■ **Source document**:
A few years ago, my daughter was asked to become a director of a family of
funds managed by a major institution. The fees she would have received as
a director were very substantial, enough to have increased her annual
income by about 50% (a boost, she will tell you, she could use!). Legally,
she would have been an independent director. But did the fund manager
who approached her think there was any chance that she would think
independently as to what advisor the fund should employ? Of course not. I
am proud to say that she showed real independence by turning down the
offer. The fund, however, had no trouble filling the slot (and – surprise –
the fund has not changed managers).
几年前,我的女儿受一家大型的基金机构的邀请担任该公司的董事,担任董事的报
酬非常可观,大概可以让她的年收入一下子增加50%以上,(关于增加的部份,她个
人保证有能力可以运用),在法律形式上,她将会是一位独立的董事,但骨子里基金
经理人真的会认为她能够独立地提供任何有用的建议吗 当然不,然而我也很自傲
的跟各位报告,她果然很独立地拒绝了这项优渥的提案,当然该基金也绝对不愁找
不到有人来替代(倒是令人惊讶的该基金并未更换基金经理人)。
Investment company directors have failed as well in negotiating
management fees (just as compensation committees of many American
companies have failed to hold the compensation of their CEOs to sensible
levels). If you or I were empowered, I can assure you that we could easily
negotiate materially lower management fees with the incumbent managers
of most mutual funds. And, believe me, if directors were promised a
portion of any fee savings they realized, the skies would be filled with
falling fees. Under the current system, though, reductions mean nothing to
“independent” directors while meaning everything to managers. So guess
who wins?

(Excerpts of labeled region data)
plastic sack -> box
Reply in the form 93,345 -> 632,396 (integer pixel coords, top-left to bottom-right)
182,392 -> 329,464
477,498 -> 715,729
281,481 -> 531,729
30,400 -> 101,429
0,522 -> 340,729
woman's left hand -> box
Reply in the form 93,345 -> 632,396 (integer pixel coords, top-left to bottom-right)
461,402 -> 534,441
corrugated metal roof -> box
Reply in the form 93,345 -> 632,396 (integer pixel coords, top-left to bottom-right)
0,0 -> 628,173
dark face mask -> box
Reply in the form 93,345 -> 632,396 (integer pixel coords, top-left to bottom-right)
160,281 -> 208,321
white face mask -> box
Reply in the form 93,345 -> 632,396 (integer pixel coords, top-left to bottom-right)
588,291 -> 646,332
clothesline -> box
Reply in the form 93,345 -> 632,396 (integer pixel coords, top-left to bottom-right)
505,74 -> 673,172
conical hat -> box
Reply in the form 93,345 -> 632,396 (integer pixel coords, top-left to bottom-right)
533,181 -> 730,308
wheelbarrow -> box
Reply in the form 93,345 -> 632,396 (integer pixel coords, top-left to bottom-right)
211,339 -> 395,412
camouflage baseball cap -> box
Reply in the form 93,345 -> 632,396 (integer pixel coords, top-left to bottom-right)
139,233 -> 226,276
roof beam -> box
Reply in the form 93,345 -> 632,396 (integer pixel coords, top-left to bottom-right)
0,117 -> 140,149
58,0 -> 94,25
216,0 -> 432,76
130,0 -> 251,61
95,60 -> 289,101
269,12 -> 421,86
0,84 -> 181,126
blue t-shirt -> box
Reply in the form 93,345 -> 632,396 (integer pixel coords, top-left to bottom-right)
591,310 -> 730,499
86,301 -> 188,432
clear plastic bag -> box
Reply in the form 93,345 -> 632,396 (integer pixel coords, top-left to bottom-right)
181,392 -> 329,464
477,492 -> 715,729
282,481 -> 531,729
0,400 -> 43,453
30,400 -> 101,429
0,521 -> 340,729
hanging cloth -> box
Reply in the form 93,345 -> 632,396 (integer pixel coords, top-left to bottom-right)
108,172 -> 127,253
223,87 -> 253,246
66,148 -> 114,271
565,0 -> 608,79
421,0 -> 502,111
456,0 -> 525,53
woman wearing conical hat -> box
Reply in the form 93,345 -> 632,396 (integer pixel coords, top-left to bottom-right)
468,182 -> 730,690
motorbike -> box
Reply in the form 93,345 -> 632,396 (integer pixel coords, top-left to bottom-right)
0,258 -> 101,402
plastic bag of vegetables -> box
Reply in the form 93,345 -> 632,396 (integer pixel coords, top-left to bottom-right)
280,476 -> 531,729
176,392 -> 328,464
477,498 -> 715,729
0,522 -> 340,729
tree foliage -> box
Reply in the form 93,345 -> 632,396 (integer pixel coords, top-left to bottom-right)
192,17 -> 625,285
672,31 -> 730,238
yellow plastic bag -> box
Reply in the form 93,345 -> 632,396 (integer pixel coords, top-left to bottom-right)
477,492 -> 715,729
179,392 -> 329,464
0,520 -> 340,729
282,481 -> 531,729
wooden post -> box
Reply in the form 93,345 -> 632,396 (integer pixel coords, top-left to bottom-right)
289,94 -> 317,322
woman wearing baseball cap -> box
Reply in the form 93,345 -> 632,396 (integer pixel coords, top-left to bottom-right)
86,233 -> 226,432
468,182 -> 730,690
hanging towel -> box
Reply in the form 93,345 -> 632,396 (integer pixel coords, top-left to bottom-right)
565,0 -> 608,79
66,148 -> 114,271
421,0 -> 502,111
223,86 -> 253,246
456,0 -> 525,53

■ **Required tasks**:
- 1) Answer these questions from the fund directors passage:
(a) By roughly what percentage would the director fees have raised the daughter's annual income?
(b) How did the daughter respond to the offer?
(c) According to the passage, what would happen if directors were promised a portion of any fee savings they realized?
- 2) Print part of the fund directors passage unchanged, beginning at the words "几年前,我的女儿受一家大型的基金机构的邀请担任该公司的董事,担任董事的报" and stopping after "不到有人来替代(倒是令人惊讶的该基金并未更换基金经理人)。".
- 3) Proceed with the fund directors passage, writing on from the point after its last sentence.
These entries have no connection to the fund directors passage.

■ **Outputs in order**:
- 1)
(a) About 50%.
(b) She turned it down.
(c) The skies would be filled with falling fees.

- 2)
几年前,我的女儿受一家大型的基金机构的邀请担任该公司的董事,担任董事的报
酬非常可观,大概可以让她的年收入一下子增加50%以上,(关于增加的部份,她个
人保证有能力可以运用),在法律形式上,她将会是一位独立的董事,但骨子里基金
经理人真的会认为她能够独立地提供任何有用的建议吗 当然不,然而我也很自傲
的跟各位报告,她果然很独立地拒绝了这项优渥的提案,当然该基金也绝对不愁找
不到有人来替代(倒是令人惊讶的该基金并未更换基金经理人)。

- 3)
投资公司的董事同样也没有能够好好地为投资人协调争取合理的管理费(就像是很
多美国大企业的薪资委员会未能将该公司总裁的薪资限制在合理的范围内一样),我
想如果是你我受命委托,我可以跟各位打包票,我们绝对可以轻易地跟绝大多数现
任的基金经理人谈判,大幅降低其所收取的管理费,而且相信我,如果董事被告知
可以分到节省下来的部份所得,我保证管理费用一定降翻天,然而在现有制度下,
降低管理费对于独立的董事们来说一点好处都没有,但却又是基金经理人最最在乎
的地方,所以很明显的胜负立判。
Having the right money manager, of course, is far more important to a
fund than reducing the manager’s fee. Both tasks are nonetheless the job
of directors. And in stepping up to these all-important responsibilities,
tens of thousands of “independent” directors, over more than six decades,
have failed miserably. (They’ve succeeded, however, in taking care of
themselves; their fees from serving on multiple boards of a single “family”
of funds often run well into six figures.)
当然找到一位好的基金经理人要远比一昧地删减管理费重要的多,但不论如何,两
者都是董事最主要的职责,只是在谈到这些最最重要的责任时,数万名独立董事,
六十多年来的经验显示,他们的成绩实在是惨不忍睹,(不过对于自己的权益,他们
倒是保护的不错,即便是同时担任同一家基金公司不同基金的董事,其酬劳往往轻
易地超过六位数)。
When the manager cares deeply and the directors don’t, what’s needed is a
powerful countervailing force – and that’s the missing element in today’s
corporate governance. Getting rid of mediocre CEOs and eliminating
overreaching by the able ones requires action by owners – big owners. The
logistics aren’t that tough: The ownership of stock has grown increasingly
concentrated in recent decades, and today it would be easy for institutional
managers to exert their will on problem situations. Twenty, or even fewer,
of the largest institutions, acting together, could effectively reform
corporate governance at a given company, simply by withholding their
votes for directors who were tolerating odious behavior. In my view, this
kind of concerted action is the only way that corporate stewardship can be
meaningfully improved.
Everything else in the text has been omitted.